Travail demandé.
(a) D'après le texte sur la lex mercatoria, quel article du nouveau code de procédure civile autorise l'arbitre à appliquer les règles appropriées à la situation litigieuse ?
(b) Reproduisez à l'identique le passage du texte sur la lex mercatoria allant de « Par l'observation des » jusqu'à « juge étatique (B). ».
(c) Rédigez la suite du texte sur la lex mercatoria, à partir de sa dernière phrase.

Texte fourni.
═══

Dans le développement actuel du commerce international, la fonction positive de la lex mercatoria est constatée, dans un côté, par la consécration de la lex mercatoria par les règlements des arbitrages commerciaux internationaux, et, dans un autre, par le fait que les États renoncent à contrôler les règles applicables par les arbitres au fond du litige. Ainsi, en droit français, l'article 1496 du nouveau code de procédure civile admet l'arbitre à appliquer les règles appropriées à la situation litigieuse345(*). De plus, la réception de la lex mercatoria serait confortée par la jurisprudence de la Cour de cassation qui déclare que l'application des règles transnationales par les arbitres ne fait pas obstacle à la reconnaissance et à l'exécution de la sentence rendue346(*).

Par l'observation des sentences arbitrales, certains rôles de la lex mercatoria pourraient être identifiés dans le cas où l'affaire est soumise à un ou plusieurs arbitres (A). Mais, on est dans une position incertaine sur le rôle de celle-ci, en tant que source de droit, lorsque l'affaire est soumise au juge étatique (B).

A. Les rôles de la lex mercatoria devant l'arbitre international

Tout le monde est d'accord sur ce qu'il n'y a pas de for de l'arbitre. Ce dernier n'est en principe lié par aucune règle de conflit de lois. En l'absence du choix de la loi à laquelle soumise le contrat, rien n'empêche les arbitres de référer aux règles transnationales pour trancher le litige347(*). Ces règles ont normalement un rôle subsidiaire (1) et correcteur (2) aux règles de droits nationaux.

1. Le rôle subsidiaire de la lex mercatoria

Le rôle subsidiaire de la lex mercatoria est, selon les arbitres, basé sur les difficultés considérables de localiser aux droits étatiques certaines opérations du commerce international. Ces difficultés poussent souvent les arbitres à éviter la recherche de la loi applicable afin de procéder à l'examen de la situation conflictuelle à la lex mercatoria. Cela n'est pas en dehors de toute logique. Il est recevable qu'une doctrine assimile la vocation subsidiaire de la loi du for devant les juridictions étatiques à la vocation subsidiaire du droit transnational devant les arbitres du commerce international348(*). Trois sentences arbitrales sont susceptibles d'être servies pour illustrer le rôle subsidiaire de la lex mercatoria.

═══

Liste des enregistrements.
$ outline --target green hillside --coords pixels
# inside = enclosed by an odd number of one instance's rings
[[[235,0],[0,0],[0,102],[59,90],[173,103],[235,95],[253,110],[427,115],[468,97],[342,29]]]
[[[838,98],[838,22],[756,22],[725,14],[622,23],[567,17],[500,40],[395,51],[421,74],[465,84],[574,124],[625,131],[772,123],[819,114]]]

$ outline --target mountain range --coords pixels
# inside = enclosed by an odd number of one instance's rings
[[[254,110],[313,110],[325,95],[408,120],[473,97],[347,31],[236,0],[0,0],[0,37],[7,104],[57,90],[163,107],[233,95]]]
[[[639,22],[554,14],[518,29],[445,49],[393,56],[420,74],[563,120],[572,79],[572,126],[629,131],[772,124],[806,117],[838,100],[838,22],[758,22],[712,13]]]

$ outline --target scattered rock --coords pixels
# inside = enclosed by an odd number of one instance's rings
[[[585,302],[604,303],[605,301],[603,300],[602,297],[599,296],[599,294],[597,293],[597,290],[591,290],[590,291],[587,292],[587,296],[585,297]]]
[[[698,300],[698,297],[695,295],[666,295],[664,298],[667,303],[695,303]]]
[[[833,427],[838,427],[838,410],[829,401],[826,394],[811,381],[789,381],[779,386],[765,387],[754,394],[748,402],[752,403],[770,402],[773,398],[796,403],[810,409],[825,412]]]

═══

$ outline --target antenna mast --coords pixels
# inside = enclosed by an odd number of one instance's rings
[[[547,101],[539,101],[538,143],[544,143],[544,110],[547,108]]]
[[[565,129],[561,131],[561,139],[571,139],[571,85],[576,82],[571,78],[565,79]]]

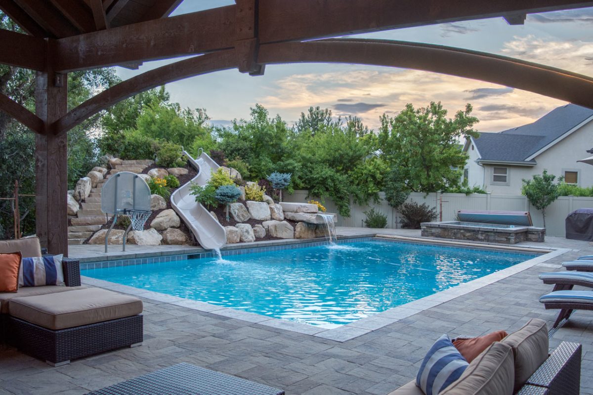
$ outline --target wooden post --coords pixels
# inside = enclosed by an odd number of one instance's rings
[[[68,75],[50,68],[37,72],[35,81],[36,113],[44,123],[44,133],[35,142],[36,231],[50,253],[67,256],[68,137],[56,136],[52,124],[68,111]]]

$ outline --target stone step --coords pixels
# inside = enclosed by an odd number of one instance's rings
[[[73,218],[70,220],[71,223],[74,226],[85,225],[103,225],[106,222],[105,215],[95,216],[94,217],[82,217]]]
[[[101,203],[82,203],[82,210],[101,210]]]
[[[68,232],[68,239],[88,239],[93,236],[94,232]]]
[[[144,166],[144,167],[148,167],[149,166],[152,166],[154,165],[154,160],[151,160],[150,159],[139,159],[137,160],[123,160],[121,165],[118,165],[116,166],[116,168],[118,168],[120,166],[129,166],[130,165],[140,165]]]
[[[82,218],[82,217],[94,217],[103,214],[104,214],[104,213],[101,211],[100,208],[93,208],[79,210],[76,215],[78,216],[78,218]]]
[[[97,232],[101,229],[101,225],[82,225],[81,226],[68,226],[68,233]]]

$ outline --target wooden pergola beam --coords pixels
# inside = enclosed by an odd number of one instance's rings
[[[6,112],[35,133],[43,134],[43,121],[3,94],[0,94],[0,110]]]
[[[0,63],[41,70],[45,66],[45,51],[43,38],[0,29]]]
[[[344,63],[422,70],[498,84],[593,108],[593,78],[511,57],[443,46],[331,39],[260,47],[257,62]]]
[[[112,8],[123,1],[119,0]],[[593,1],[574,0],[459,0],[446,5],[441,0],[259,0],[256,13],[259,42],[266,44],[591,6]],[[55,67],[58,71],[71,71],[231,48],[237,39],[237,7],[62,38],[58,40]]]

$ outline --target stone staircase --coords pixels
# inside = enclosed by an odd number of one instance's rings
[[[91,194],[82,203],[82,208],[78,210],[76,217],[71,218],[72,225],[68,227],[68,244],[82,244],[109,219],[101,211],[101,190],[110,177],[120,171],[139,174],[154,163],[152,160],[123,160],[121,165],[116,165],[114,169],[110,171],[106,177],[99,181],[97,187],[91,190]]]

═══

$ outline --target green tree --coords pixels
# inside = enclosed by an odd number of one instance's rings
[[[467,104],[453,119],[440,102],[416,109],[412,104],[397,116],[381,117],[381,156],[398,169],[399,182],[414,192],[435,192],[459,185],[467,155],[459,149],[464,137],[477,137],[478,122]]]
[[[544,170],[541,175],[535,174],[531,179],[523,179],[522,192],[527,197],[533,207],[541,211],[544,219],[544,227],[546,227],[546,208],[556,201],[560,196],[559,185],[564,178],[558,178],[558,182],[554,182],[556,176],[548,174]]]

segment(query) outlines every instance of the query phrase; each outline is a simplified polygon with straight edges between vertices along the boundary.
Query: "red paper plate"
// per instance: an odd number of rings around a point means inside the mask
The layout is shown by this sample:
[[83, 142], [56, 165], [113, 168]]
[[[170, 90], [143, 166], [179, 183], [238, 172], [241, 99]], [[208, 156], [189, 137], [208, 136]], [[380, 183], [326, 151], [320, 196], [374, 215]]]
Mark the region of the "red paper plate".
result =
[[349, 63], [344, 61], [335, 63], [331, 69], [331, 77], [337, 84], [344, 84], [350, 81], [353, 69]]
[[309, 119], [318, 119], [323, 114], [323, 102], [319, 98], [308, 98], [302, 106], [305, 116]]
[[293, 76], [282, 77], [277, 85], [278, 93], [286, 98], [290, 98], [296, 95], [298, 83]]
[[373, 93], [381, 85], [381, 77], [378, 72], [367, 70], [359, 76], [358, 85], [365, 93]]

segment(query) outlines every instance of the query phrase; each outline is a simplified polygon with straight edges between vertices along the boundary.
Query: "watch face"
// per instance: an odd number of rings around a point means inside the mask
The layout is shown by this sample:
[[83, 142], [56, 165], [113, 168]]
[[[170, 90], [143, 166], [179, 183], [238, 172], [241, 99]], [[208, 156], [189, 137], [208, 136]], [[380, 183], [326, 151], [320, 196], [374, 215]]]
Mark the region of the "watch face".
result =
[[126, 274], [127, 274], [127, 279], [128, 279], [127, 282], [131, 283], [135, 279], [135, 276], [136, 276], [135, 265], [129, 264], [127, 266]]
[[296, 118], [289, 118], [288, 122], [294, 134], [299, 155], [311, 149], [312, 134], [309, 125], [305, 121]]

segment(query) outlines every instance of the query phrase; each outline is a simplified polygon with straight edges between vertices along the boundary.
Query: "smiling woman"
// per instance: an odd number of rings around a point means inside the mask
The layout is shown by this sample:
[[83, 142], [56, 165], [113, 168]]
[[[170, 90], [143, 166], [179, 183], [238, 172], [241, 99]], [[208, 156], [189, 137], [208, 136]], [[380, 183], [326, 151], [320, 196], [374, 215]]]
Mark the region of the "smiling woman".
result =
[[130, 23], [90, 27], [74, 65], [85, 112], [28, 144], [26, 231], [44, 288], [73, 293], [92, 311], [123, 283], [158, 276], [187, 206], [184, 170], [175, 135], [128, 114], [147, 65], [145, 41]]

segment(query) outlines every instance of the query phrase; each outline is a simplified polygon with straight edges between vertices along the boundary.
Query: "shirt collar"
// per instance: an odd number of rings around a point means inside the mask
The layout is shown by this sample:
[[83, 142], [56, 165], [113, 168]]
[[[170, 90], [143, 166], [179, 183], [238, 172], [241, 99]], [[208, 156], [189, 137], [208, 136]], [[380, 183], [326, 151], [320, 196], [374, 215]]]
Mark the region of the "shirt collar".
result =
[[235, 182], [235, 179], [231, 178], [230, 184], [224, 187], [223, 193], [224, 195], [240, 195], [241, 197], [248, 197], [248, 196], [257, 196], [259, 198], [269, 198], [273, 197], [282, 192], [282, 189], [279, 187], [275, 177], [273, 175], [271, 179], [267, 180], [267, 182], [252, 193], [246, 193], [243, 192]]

═══

Corrigé de l'exercice.
(a) L'article 1496 du nouveau code de procédure civile.

(b)
Par l'observation des sentences arbitrales, certains rôles de la lex mercatoria pourraient être identifiés dans le cas où l'affaire est soumise à un ou plusieurs arbitres (A). Mais, on est dans une position incertaine sur le rôle de celle-ci, en tant que source de droit, lorsque l'affaire est soumise au juge étatique (B).

(c)
Premièrement, dans la sentence de la CCI no 5587, le tribunal arbitral applique la lex mercatoria au litige entre partenaires d'un joint-venture en l'absence de clause d'electio juris. En l'espèce, l'arbitre unique relève en règle générale que « le choix de la lex mercatoria est principalement fondé sur la difficulté, parfois insurmontable, de justifier la compétence d'un droit national plutôt qu'un autre »349(*). De plus, en concluant qu'il s'agissait de la situation typique dans laquelle les principes de droit transnational doivent s'appliquer, l'arbitre a déclaré que la plupart des questions litigieuses seront tranchées au moyen du principe pacta sunt servanda et du principe de bonne foi.

Deuxièmement, dans l'affaire célèbre dite Norsolor350(*), le Tribunal arbitral, après avoir eu examiné la question de droit applicable au contrat litigieux, constatait « la difficulté de choisir la loi nationale qui s'impose avec suffisamment de force ». Dans le travail du commentaire sur cette affaire, le savant commentateur, B. Goldman, constate que dans cette affaire « le recours à la lex mercatoria n'intervient que subsidiairement à l'application d'une loi étatique, qui l'eût emportée si sa désignation avait pu s'imposer »351(*). Il précise encore que la lex mercatoria, qui était règle de droit, comprenait des principes généraux de droit, qui peuvent être appliqués s'ils ne violent pas les dispositions impératives des lois nationales352(*).

Troisièmement, dans l'affaire no 8594, le joint-venture a été créé par une entreprise publique et un partenaire étranger, et exécuté dans le pays de ce dernier. En l'absence de clause d'electio juris, le Tribunal arbitral a décidé d'appliquer les règles communes aux systèmes juridiques principalement intéressés par le litige353(*).

Il convient de noter que ce rôle subsidiaire concerne uniquement l'hypothèse dans laquelle la localisation du contrat ne peut être déterminée, et non celle d'une lacune du droit national compétent354(*). L'application de la lex mercatoria à titre subsidiaire présente certaines difficultés. Tout d'abord, ces difficultés concernent le contenu même de la lex mercatoria. En effet, face au contenu imprécis et l'efficacité incertaine de celle-ci, on n'est pas claire sur la méthode utilisée par les arbitres pour constater telle ou telle règle appartenant à la lex mercatoria. On trouve que dans l'affaire Norsolor et l'affaire no 8594, les arbitres ont référé à des principes communs ou des règles communes aux systèmes juridiques intéressés par le litige. Pour certains, la réception de ces règles communes aux différents systèmes juridiques concernés par le litige pourrait déconcerter si on retient que la lex mercatoria est un instrument de rejet du droit des États355(*). Ensuite, le rôle subsidiaire de la lex mercatoria rencontre des réserves. Ces réserves portent principalement sur l'absence de véritable sanction susceptible de garantir le respect des prétendues règles de la lex mercatoria. Cela rend la lex mercatoria inapte à s'imposer au juge ou à l'arbitre356(*).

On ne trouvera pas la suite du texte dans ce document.